— OBJECTIVE —
Print each of the items below again, word for word and with nothing changed.

-- Start --

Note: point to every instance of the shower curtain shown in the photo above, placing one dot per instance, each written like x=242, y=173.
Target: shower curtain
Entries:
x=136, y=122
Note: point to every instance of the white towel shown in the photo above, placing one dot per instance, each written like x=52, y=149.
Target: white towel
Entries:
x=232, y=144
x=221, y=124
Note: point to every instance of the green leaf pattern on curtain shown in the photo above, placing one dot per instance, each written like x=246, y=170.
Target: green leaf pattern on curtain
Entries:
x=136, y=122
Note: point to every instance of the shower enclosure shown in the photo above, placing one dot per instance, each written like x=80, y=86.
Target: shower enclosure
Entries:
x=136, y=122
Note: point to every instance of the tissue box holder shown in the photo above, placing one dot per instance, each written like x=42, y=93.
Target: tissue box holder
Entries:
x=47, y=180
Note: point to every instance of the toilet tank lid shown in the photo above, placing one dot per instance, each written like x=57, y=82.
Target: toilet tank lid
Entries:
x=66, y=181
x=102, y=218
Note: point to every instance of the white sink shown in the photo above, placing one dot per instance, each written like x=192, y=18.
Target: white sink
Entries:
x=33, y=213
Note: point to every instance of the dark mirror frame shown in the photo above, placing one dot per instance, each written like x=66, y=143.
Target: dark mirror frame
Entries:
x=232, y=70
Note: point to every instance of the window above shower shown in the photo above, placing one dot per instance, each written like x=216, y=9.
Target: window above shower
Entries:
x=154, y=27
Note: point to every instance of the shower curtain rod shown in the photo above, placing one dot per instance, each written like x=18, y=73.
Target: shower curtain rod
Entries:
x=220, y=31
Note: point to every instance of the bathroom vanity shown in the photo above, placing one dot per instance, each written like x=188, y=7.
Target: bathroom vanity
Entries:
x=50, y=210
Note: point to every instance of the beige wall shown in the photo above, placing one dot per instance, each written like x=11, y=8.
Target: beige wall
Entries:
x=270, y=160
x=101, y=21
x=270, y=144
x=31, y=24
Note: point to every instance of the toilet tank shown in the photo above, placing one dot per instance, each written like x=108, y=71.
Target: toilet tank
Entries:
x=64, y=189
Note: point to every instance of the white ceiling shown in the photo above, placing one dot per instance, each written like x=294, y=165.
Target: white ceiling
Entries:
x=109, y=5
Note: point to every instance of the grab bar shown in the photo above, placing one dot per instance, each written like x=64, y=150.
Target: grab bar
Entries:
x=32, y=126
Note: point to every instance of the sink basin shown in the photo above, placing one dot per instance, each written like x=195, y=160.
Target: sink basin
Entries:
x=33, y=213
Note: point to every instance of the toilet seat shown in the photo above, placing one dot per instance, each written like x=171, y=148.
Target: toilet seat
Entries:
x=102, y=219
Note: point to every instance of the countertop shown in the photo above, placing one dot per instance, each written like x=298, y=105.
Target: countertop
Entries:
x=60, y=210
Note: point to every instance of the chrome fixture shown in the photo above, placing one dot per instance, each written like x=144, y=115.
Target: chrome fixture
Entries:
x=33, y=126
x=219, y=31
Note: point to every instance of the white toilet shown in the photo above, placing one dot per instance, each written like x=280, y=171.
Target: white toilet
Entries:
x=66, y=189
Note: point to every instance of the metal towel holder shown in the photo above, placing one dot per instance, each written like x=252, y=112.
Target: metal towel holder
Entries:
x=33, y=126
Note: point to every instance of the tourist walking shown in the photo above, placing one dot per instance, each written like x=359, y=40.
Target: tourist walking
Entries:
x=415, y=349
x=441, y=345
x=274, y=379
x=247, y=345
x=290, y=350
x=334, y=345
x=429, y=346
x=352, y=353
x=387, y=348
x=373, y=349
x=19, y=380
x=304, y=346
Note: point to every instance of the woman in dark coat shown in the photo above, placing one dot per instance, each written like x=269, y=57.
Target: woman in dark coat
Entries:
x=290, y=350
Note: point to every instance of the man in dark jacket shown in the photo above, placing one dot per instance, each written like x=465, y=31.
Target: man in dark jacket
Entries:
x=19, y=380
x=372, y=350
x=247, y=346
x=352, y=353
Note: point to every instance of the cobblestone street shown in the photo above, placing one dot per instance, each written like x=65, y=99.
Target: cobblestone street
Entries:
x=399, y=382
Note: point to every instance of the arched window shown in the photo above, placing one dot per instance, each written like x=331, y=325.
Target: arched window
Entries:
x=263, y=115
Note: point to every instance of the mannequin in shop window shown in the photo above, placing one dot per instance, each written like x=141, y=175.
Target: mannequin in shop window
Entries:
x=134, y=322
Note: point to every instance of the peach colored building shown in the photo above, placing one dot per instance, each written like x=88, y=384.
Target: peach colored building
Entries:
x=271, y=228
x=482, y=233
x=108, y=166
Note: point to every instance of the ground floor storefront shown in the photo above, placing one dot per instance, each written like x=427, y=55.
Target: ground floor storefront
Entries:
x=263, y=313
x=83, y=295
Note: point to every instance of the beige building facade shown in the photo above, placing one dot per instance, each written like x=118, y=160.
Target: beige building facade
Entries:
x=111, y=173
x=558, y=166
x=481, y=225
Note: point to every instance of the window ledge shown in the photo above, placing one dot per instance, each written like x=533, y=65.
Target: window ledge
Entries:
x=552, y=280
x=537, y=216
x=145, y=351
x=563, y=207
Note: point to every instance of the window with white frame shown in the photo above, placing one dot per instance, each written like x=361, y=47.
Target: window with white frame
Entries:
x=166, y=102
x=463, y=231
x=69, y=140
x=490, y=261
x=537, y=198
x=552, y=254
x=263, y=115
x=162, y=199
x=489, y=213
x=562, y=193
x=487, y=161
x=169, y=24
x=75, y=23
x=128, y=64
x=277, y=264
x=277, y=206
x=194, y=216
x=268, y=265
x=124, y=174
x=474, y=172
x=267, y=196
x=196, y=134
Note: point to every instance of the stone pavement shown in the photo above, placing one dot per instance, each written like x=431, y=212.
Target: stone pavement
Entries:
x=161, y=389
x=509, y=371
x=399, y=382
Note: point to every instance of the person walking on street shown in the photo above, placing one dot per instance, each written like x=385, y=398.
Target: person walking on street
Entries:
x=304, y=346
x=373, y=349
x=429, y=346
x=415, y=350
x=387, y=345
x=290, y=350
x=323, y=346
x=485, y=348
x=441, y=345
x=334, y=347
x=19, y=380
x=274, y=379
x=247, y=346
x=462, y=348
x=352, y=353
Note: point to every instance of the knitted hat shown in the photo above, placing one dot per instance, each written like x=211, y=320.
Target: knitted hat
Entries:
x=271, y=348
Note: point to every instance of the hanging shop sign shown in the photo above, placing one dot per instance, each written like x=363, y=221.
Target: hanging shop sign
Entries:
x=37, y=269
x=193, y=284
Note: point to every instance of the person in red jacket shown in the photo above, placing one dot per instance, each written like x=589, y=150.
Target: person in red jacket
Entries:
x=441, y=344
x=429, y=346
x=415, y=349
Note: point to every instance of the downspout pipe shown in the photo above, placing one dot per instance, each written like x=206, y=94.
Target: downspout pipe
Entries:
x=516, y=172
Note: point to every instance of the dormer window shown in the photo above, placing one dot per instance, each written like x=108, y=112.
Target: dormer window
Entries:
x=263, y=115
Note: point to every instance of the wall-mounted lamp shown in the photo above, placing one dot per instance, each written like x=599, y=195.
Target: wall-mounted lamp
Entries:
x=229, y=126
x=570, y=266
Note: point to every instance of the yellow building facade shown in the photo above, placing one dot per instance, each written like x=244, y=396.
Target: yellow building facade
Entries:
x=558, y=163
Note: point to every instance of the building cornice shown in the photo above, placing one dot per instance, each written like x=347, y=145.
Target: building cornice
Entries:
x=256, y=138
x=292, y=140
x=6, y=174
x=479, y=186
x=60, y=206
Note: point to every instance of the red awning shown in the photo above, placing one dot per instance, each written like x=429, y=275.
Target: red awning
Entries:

-- End --

— WORKED ANSWER —
Note: point to every instance of the shower curtain shown in the photo above, placing one dot per instance, each written like x=242, y=173.
Target: shower curtain
Entries:
x=136, y=122
Note: point to every instance of the white towel shown in the photo above, placing one dot per instance, each written like x=52, y=149.
Target: white towel
Entries:
x=232, y=144
x=221, y=124
Note: point to every instance of the green leaf pattern on curtain shown in the photo above, placing one dot per instance, each written like x=246, y=170.
Target: green leaf pattern on curtain
Entries:
x=136, y=122
Note: point to every instance of the shower enclosure shown in the photo above, placing one dot per instance, each written like x=80, y=86.
Target: shower enclosure
Entries:
x=136, y=122
Note: point to every instance of the tissue box holder shown in the photo above, placing one dot per instance, each written like x=42, y=93.
Target: tissue box holder
Entries:
x=47, y=180
Note: point to every instance of the toilet tank lid shown in the photo above, placing one dot per instance, each written like x=57, y=82.
Target: toilet tank lid
Entries:
x=66, y=181
x=102, y=218
Note: point to every instance of the white sink shown in the photo above, placing one dot per instance, each written like x=192, y=18.
Target: white sink
Entries:
x=33, y=213
Note: point to every instance of the dark mirror frame shown in the photo above, placing one dot per instance, each written like x=66, y=143.
Target: dark mirror frame
Entries:
x=232, y=70
Note: point to every instance of the window above shower shown in the photo above, placing one dot per instance, each written like x=216, y=9.
Target: window above shower
Entries:
x=154, y=27
Note: point to every instance of the shower curtain rod shown in the photo above, placing one dot per instance, each written like x=18, y=73.
Target: shower curtain rod
Entries:
x=220, y=31
Note: point to every instance of the bathroom vanity shown in the photo above, placing one dot per instance, each written like x=188, y=7.
Target: bathroom vanity
Entries:
x=50, y=210
Note: point to every instance of the beige wall shown in the photo above, placing one dot per instance, each written like x=11, y=8.
Target: beige wall
Entries:
x=270, y=160
x=101, y=21
x=270, y=144
x=31, y=24
Note: point to every instance of the toilet tank shown in the photo above, placing one dot per instance, each written like x=108, y=71.
Target: toilet tank
Entries:
x=64, y=189
Note: point to every instance of the white ceiling shown in the photo above, placing one dot per instance, each written like x=294, y=165.
Target: white ceiling
Entries:
x=109, y=5
Note: point to every instance of the grab bar shown in the photo above, placing one dot per instance, each written like x=64, y=150.
Target: grab bar
Entries:
x=32, y=126
Note: point to every instance of the sink basin shown in the photo above, placing one dot per instance, each written like x=195, y=160.
Target: sink basin
Entries:
x=33, y=213
Note: point to every instance of the toilet seat shown in the photo above, placing one dot per instance, each written like x=171, y=148.
Target: toilet seat
Entries:
x=102, y=219
Note: point to every instance of the countertop shown in the photo above, placing one dot per instance, each written like x=298, y=105.
Target: countertop
Entries:
x=60, y=210
Note: point to every instance of the chrome fixture shown in the photo above, placing one dot per instance, each written like x=144, y=115.
Target: chrome fixture
Entries:
x=33, y=126
x=219, y=31
Note: point to every instance of the white toilet shown in the photo above, placing one dot per instance, each written like x=280, y=171.
Target: white toilet
Entries:
x=66, y=189
Note: point to every instance of the metal towel holder shown in the photo above, placing one dot per instance, each written like x=252, y=112.
Target: metal towel holder
Entries:
x=33, y=126
Note: point to every instance of the tourist walking shown in the photo above, placing one dot per instance, each written like x=359, y=40.
Target: tourist walking
Entries:
x=415, y=349
x=441, y=345
x=274, y=379
x=247, y=345
x=290, y=350
x=334, y=345
x=429, y=346
x=352, y=353
x=387, y=348
x=373, y=349
x=19, y=380
x=304, y=346
Note: point to every instance of the woman in dark coat shown in the photo above, placing one dot per instance, each written like x=269, y=57.
Target: woman in dark coat
Entries:
x=290, y=350
Note: point to every instance of the man in dark jacket shown in the photo above, placing one dot per instance, each written like x=465, y=31.
Target: man in dark jacket
Entries:
x=19, y=380
x=372, y=350
x=247, y=346
x=352, y=353
Note: point to every instance of the cobblestone street shown in the photo above, placing one dot per instance, each written like x=65, y=99.
Target: cobblestone street
Entries:
x=399, y=382
Note: point to every instance of the arched window shown in the photo above, placing one dot per instance, each written like x=331, y=325.
Target: arched window
Entries:
x=263, y=115
Note: point to every instance of the mannequin in shop window shown in the photo above, placing one dot per instance, each written like x=141, y=175.
Target: mannequin in shop window
Entries:
x=134, y=322
Note: point to every instance of the peach colored building shown in the photo above, placing one dot per instance, each written like x=88, y=384.
Target: peach colored building
Entries:
x=271, y=228
x=482, y=233
x=108, y=166
Note: point to every instance of the ground floor storefront shown in the photo above, placing one dot per instance, each written like x=427, y=55.
Target: ground floor storefront
Entries:
x=263, y=313
x=83, y=295
Note: point to every instance of the beige building facade shown in the photo above, placing one dot per instance, each written like x=118, y=160.
Target: beige building facade
Entries:
x=111, y=173
x=558, y=166
x=481, y=225
Note: point to every instance of the window ledge shown in the photo above, placing one dot per instance, each written like x=533, y=65.
Target: window ledge
Entries:
x=552, y=280
x=537, y=216
x=145, y=351
x=563, y=207
Note: point to every instance of the window with white frame shown in the photo above, placing one dot per instance, each written like x=361, y=47.
Target: window with white frame
Entries:
x=166, y=102
x=463, y=231
x=69, y=140
x=490, y=261
x=537, y=198
x=552, y=254
x=263, y=115
x=162, y=199
x=489, y=213
x=562, y=193
x=487, y=161
x=169, y=24
x=75, y=23
x=128, y=64
x=277, y=264
x=277, y=206
x=194, y=216
x=268, y=265
x=124, y=174
x=474, y=172
x=267, y=196
x=196, y=134
Note: point to every instance of the stone pavement shown in the photo above, placing one dot per instance, each written like x=431, y=212.
Target: stone pavement
Entries:
x=161, y=389
x=509, y=371
x=399, y=382
Note: point to every instance of the person walking on street shown in the photo above, placing one dot per instance, each written like x=385, y=398.
Target: person walking on street
Entries:
x=304, y=346
x=373, y=349
x=429, y=346
x=415, y=350
x=387, y=345
x=290, y=350
x=323, y=346
x=485, y=348
x=441, y=345
x=334, y=347
x=19, y=380
x=274, y=379
x=247, y=346
x=462, y=348
x=352, y=353
Note: point to every instance of the knitted hat shown in the photo above, placing one dot per instance, each written like x=211, y=320.
Target: knitted hat
Entries:
x=271, y=348
Note: point to every instance of the hanging shop sign shown in the photo above, placing one dot per instance, each written like x=363, y=221.
Target: hanging shop sign
Entries:
x=37, y=269
x=193, y=284
Note: point to every instance of the person in red jacket shown in the photo above, placing one dot per instance, each written like x=589, y=150.
Target: person in red jacket
Entries:
x=441, y=344
x=429, y=346
x=415, y=349
Note: point to every instance of the downspout pipe shown in the photo above, placing one dot per instance, each written like x=206, y=94.
Target: downspout pipe
Entries:
x=516, y=172
Note: point to every instance of the dormer window shown in the photo above, placing one dot per instance, each written like x=108, y=112.
Target: dormer window
Entries:
x=263, y=115
Note: point to every instance of the wall-mounted lamp shown in the photo above, placing one dot per instance, each written like x=599, y=195.
Target: wall-mounted lamp
Entries:
x=229, y=126
x=570, y=266
Note: point to every instance of the yellow building facade shown in the photo above, placing one dot per instance, each written like x=244, y=396.
Target: yellow building facade
Entries:
x=558, y=163
Note: point to every instance of the building cornice shown in the photo above, placing one dot per instance, each written like x=347, y=145.
Target: building cornice
Entries:
x=256, y=138
x=292, y=140
x=6, y=174
x=479, y=186
x=60, y=206
Note: point to every instance of the red awning shown in the photo above, placing one dot per instance, each written like x=429, y=275.
Target: red awning
Entries:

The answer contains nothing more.